Retype the September 1949 events page that follows, word for word, with its headings and punctuation unchanged.

▶ [PASSAGE SHOWN]:
Start
= September 1949 =

Month of 1949

The following events occurred in September 1949:

==September 1, 1949 (Thursday)==
- Pope Pius XII wrote Decennium Dum Expletur, an Apostolic Letter to the bishops of Poland about the suffering of the Polish people.
- Born:
  - Fidel Castro Díaz-Balart, nuclear physicist, in Havana, Cuba (d. 2018)
  - Leslie Feinberg, transgender activist, in Kansas City, Missouri (d. 2014)

==September 2, 1949 (Friday)==
- A fire swept through Chongqing, China that killed 1,700 people and gutted upwards of 10,000 homes by the time it burned out eighteen hours later. The fire, which originated in the city's slum district, was mysterious in origin although the Nationalists quickly rounded up suspected Communists and would eventually execute one for arson.
End
▶ [AVAILABLE DATA]:
Start
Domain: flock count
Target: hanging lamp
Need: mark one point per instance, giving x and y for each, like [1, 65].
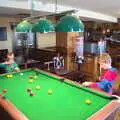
End
▶ [WORKED SOLUTION]:
= September 1949 =

Month of 1949

The following events occurred in September 1949:

==September 1, 1949 (Thursday)==
- Pope Pius XII wrote Decennium Dum Expletur, an Apostolic Letter to the bishops of Poland about the suffering of the Polish people.
- Born:
  - Fidel Castro Díaz-Balart, nuclear physicist, in Havana, Cuba (d. 2018)
  - Leslie Feinberg, transgender activist, in Kansas City, Missouri (d. 2014)

==September 2, 1949 (Friday)==
- A fire swept through Chongqing, China that killed 1,700 people and gutted upwards of 10,000 homes by the time it burned out eighteen hours later. The fire, which originated in the city's slum district, was mysterious in origin although the Nationalists quickly rounded up suspected Communists and would eventually execute one for arson.